● **Contour labeling items**:
--------------------------------

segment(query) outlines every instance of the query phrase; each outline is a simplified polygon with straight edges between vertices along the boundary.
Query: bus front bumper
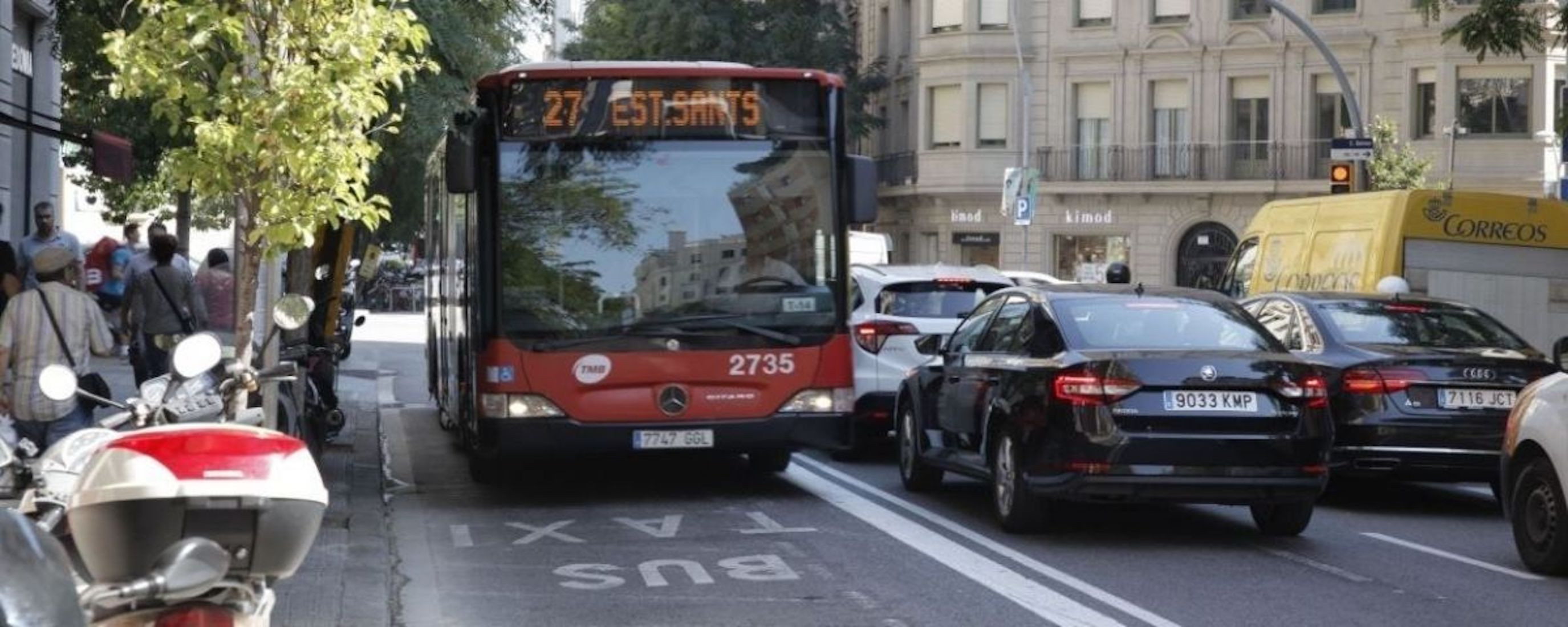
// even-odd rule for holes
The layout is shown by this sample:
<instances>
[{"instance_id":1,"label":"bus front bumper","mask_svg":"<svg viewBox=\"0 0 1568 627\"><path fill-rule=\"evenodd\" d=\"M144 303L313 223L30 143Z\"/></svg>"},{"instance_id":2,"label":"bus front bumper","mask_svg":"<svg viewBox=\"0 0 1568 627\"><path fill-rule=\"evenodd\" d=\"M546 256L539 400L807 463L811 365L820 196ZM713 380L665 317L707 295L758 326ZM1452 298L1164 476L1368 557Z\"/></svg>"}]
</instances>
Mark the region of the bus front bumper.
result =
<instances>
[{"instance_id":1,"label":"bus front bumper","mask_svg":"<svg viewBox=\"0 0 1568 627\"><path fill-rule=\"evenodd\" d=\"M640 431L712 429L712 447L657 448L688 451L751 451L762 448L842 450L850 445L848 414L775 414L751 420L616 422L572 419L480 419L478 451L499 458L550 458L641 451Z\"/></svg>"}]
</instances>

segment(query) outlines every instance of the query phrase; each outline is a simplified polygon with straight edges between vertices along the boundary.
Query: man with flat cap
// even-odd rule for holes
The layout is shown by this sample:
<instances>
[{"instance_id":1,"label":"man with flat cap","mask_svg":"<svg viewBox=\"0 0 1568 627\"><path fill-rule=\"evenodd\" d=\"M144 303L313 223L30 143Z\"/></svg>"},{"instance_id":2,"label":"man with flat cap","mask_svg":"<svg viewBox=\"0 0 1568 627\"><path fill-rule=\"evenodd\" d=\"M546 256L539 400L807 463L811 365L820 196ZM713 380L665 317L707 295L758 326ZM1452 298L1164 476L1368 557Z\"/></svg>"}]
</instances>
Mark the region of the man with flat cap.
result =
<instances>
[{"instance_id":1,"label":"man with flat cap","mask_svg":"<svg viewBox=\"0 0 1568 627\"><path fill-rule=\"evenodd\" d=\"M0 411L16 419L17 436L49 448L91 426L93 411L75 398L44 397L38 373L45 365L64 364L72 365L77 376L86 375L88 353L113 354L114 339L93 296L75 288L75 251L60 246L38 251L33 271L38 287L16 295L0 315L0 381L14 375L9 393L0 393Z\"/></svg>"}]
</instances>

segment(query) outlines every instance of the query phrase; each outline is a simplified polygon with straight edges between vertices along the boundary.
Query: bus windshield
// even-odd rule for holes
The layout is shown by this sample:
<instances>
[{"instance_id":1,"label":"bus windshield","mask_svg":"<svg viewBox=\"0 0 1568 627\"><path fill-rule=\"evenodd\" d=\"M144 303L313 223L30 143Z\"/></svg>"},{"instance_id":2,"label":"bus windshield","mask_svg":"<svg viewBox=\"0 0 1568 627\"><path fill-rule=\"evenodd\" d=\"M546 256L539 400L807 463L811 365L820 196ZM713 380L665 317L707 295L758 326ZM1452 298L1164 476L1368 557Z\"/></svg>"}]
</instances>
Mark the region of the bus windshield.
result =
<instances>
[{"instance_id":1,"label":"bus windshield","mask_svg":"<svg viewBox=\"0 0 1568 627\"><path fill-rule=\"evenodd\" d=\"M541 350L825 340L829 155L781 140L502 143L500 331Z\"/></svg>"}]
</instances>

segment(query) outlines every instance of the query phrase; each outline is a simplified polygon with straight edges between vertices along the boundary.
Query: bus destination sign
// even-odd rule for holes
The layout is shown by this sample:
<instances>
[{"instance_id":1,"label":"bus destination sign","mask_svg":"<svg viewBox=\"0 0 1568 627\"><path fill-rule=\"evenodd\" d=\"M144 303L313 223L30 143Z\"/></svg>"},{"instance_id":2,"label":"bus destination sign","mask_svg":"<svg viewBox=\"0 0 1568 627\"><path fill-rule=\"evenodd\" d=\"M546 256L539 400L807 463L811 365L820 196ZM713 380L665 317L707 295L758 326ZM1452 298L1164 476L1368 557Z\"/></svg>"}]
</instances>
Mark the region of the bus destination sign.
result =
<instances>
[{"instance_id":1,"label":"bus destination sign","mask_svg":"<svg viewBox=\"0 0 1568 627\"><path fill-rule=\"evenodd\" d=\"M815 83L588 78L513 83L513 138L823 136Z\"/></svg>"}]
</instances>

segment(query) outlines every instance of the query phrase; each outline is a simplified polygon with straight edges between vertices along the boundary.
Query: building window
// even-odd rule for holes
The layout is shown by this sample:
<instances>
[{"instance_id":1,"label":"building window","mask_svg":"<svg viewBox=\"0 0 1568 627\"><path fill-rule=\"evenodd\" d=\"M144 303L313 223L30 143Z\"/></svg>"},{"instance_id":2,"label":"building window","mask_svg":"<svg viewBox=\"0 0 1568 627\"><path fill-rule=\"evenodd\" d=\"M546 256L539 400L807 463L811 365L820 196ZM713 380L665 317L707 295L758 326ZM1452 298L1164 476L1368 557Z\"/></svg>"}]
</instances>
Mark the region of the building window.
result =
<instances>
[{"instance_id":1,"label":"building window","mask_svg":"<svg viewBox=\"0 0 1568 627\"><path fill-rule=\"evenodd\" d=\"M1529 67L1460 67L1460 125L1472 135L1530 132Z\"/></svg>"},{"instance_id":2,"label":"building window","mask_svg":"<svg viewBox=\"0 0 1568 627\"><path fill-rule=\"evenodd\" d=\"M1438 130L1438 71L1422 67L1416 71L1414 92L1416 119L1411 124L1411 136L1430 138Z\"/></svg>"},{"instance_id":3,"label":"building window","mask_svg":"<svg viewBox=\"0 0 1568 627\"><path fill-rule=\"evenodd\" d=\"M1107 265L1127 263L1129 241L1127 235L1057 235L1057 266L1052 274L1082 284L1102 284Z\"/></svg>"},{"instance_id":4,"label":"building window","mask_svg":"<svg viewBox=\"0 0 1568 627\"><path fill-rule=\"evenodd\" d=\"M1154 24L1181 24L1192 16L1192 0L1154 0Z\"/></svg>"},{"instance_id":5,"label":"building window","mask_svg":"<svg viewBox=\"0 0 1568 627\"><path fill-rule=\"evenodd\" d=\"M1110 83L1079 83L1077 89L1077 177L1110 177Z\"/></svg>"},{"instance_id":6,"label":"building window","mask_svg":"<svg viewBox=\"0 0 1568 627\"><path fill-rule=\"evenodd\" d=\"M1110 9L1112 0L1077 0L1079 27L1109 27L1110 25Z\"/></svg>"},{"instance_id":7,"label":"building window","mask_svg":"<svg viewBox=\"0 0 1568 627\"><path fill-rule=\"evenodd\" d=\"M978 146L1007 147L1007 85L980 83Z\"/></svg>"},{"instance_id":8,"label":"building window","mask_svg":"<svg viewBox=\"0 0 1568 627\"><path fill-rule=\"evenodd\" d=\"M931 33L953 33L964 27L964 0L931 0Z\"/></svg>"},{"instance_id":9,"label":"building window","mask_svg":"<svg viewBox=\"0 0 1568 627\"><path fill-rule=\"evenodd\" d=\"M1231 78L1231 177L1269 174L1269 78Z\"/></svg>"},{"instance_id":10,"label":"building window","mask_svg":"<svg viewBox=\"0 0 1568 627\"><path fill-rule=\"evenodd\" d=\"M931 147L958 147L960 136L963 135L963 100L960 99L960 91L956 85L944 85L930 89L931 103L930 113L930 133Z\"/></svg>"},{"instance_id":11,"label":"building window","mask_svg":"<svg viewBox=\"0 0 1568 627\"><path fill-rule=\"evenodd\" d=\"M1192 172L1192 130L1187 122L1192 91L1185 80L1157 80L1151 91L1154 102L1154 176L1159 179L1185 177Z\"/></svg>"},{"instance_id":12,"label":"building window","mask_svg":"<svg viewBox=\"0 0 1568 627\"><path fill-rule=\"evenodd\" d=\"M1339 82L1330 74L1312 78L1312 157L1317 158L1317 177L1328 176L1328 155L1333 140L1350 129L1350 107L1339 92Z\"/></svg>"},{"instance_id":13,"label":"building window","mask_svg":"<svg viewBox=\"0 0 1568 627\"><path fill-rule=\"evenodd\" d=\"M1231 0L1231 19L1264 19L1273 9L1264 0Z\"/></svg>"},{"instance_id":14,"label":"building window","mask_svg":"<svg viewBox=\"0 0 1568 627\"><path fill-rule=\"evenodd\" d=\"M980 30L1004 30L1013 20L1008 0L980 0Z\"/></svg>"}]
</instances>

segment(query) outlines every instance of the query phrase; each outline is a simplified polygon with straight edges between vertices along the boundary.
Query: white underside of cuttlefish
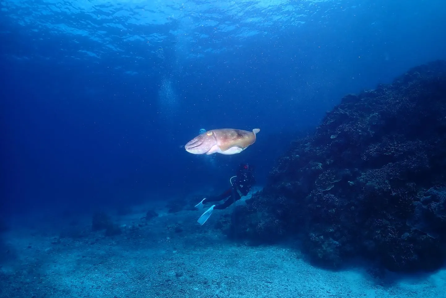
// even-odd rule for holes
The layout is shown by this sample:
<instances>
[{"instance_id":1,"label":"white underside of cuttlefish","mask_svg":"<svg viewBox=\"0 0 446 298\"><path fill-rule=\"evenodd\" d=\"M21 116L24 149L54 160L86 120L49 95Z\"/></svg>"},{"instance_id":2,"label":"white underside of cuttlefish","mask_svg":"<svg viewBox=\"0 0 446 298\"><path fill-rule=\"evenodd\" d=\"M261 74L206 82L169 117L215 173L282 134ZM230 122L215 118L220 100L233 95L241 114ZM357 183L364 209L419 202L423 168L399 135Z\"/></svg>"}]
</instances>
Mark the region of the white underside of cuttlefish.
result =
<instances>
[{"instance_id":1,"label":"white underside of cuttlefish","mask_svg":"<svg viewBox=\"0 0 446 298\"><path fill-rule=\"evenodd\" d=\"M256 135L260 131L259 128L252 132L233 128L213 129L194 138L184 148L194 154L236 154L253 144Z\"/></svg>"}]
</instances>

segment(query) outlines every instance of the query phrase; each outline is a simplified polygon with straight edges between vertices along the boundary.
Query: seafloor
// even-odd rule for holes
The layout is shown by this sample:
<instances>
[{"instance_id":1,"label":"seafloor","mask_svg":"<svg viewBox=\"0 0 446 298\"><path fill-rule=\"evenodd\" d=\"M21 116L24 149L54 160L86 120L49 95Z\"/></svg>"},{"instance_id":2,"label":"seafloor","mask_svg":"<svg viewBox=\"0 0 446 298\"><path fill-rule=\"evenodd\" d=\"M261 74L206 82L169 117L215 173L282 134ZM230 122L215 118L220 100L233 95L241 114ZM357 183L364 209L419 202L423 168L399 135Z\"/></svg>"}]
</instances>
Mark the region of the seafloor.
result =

--------------------------------

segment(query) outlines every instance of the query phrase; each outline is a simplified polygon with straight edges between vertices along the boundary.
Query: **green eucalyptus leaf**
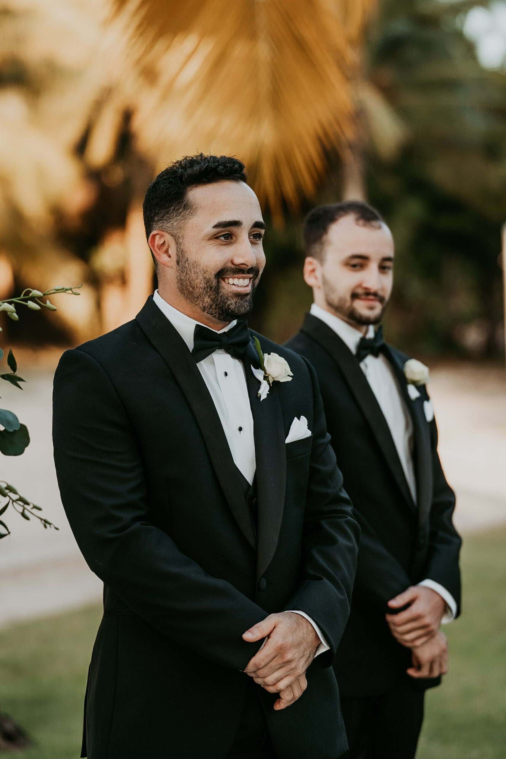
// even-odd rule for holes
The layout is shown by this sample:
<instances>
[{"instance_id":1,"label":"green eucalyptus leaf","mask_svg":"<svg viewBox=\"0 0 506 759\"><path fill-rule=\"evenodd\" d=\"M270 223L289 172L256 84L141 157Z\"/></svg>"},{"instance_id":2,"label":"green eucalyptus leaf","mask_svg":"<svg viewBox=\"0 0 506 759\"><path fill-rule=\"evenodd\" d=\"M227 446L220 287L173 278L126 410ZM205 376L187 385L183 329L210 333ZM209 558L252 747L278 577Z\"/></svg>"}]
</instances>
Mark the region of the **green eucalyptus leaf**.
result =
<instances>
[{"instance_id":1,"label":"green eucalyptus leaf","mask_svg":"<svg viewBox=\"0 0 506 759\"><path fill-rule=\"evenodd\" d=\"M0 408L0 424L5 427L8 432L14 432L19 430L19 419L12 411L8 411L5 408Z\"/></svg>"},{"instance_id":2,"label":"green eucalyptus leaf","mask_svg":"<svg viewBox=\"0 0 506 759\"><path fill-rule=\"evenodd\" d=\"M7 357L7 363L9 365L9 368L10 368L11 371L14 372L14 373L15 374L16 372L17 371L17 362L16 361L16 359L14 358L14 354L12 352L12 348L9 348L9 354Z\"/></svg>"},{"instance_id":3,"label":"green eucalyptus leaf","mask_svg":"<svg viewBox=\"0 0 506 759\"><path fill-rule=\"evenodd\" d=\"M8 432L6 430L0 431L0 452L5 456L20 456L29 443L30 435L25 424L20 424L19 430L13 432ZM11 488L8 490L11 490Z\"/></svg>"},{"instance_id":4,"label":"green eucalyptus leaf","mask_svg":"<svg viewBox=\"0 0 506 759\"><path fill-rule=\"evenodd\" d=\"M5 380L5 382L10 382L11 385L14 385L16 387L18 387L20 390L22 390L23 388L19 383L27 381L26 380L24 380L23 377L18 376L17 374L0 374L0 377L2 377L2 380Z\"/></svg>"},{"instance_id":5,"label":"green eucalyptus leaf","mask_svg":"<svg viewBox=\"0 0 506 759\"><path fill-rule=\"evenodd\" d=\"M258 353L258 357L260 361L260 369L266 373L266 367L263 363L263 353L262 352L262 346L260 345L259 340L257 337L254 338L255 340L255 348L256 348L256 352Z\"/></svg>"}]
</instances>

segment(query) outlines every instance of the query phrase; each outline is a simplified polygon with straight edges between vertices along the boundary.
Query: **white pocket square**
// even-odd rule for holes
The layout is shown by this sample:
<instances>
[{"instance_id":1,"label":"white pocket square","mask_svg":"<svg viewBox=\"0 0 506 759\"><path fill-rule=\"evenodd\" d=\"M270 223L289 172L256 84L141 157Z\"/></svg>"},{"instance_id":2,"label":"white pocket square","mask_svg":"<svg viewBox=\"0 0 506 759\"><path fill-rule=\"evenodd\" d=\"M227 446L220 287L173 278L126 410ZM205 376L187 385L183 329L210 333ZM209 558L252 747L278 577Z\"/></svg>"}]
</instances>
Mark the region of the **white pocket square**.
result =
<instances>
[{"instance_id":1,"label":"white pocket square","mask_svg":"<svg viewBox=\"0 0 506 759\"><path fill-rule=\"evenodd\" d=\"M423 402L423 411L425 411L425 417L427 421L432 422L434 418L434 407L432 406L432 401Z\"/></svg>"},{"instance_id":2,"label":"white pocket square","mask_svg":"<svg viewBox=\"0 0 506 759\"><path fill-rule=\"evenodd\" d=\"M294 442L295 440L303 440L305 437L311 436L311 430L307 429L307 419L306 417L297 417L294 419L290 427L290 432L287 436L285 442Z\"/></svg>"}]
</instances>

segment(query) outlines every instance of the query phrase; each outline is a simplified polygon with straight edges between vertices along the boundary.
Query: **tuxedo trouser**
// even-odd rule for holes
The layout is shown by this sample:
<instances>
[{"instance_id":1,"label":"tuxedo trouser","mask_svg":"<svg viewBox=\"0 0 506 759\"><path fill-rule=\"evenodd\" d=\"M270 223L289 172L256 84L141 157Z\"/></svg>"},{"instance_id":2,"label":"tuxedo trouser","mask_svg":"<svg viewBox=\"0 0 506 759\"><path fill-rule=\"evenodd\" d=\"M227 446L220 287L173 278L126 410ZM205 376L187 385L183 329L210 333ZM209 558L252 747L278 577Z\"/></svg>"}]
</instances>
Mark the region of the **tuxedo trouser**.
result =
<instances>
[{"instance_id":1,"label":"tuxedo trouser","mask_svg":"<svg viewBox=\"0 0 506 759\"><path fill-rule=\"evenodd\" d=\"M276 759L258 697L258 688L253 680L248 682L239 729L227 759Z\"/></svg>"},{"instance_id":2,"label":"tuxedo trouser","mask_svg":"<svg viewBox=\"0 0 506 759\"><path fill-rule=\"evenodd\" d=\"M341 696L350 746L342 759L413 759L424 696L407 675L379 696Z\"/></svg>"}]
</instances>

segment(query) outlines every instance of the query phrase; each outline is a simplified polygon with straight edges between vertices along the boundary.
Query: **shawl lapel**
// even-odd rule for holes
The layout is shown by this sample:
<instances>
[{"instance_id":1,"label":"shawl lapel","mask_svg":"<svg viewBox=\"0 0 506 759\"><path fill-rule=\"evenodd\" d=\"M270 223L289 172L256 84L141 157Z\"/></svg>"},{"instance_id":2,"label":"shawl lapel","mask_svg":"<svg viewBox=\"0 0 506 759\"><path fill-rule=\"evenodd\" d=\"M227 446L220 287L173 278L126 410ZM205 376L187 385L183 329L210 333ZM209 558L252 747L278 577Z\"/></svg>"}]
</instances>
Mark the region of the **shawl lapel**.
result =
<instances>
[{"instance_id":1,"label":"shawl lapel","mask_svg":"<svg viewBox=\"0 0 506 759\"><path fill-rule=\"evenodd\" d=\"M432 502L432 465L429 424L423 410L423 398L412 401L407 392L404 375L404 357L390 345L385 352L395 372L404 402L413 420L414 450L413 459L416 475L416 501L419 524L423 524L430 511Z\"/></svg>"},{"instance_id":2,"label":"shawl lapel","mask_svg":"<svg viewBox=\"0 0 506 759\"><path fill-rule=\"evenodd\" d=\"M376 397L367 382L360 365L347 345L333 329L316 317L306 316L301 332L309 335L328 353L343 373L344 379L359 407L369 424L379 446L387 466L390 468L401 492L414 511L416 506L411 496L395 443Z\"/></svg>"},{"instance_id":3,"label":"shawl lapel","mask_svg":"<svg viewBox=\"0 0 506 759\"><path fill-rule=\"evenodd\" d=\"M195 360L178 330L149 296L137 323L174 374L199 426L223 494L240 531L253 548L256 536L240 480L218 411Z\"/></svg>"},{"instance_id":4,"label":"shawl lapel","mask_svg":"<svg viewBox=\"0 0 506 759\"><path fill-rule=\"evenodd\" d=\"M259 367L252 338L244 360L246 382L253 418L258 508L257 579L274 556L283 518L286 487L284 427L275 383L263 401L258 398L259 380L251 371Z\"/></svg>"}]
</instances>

--------------------------------

● **Request**: Return every line above that contains the word "Mark", matching case exactly.

● **Response**:
Mark the region of the bus front bumper.
Mark the region of the man with flat cap.
Mark the region of the bus windshield.
Mark the region of the bus destination sign.
Mark the region of the building window.
Mark the region of the white underside of cuttlefish.
Mark the region of the seafloor.
Mark the region of the **green eucalyptus leaf**.
Mark the region of the **white pocket square**.
Mark the region of the **tuxedo trouser**.
Mark the region of the **shawl lapel**.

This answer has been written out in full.